#### ABOUT THIS TASK
Could you copy every record below exactly, leaving out the pictures?

[[ MATERIAL PROVIDED, beginning ]]

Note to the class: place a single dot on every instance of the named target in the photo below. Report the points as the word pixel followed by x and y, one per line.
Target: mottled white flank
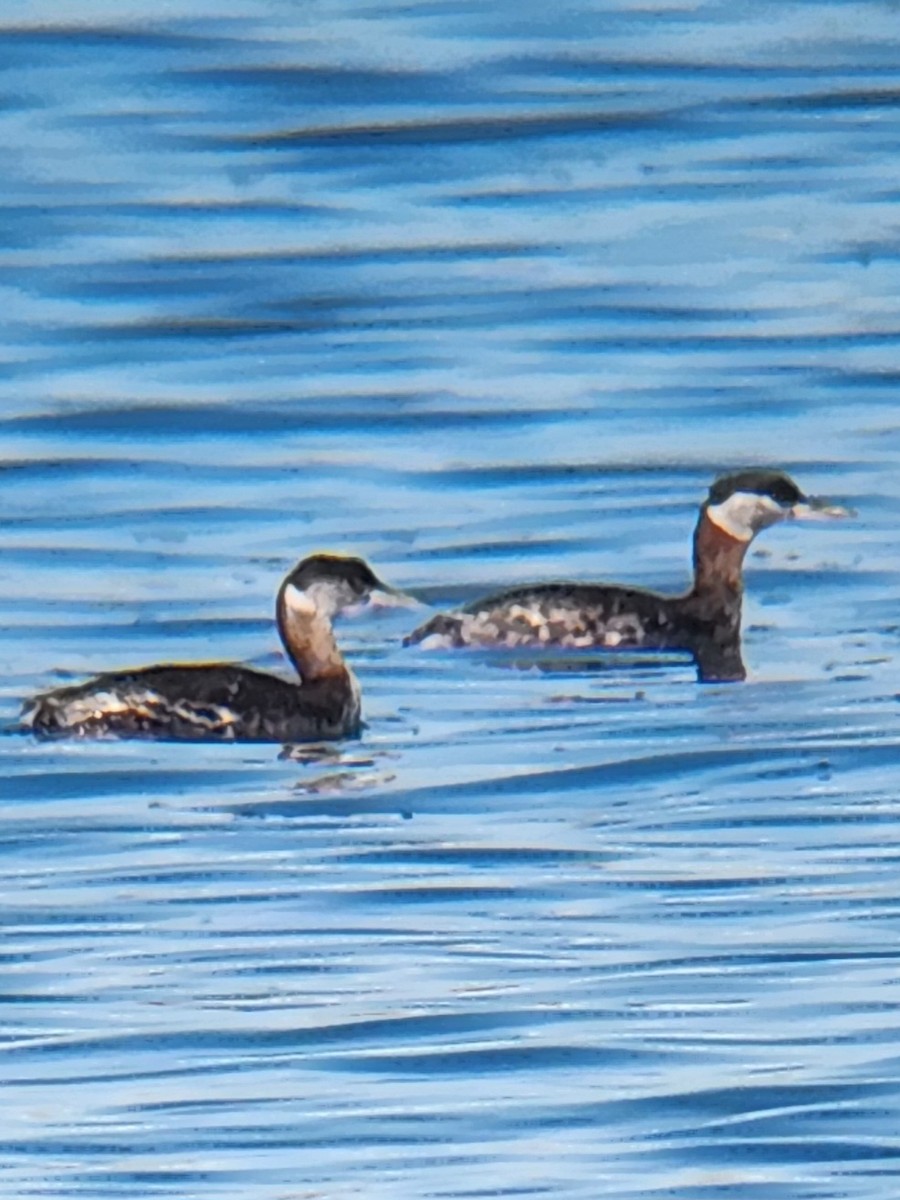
pixel 88 711
pixel 744 514
pixel 299 601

[[ MATERIAL PROVIDED, end ]]

#### EXPECTED OUTPUT
Note to the class: place a single dot on every instance of the named target in the photo below. Report the points as the word pixel followed by x and y, one per line.
Target: mottled white flank
pixel 88 711
pixel 744 514
pixel 299 601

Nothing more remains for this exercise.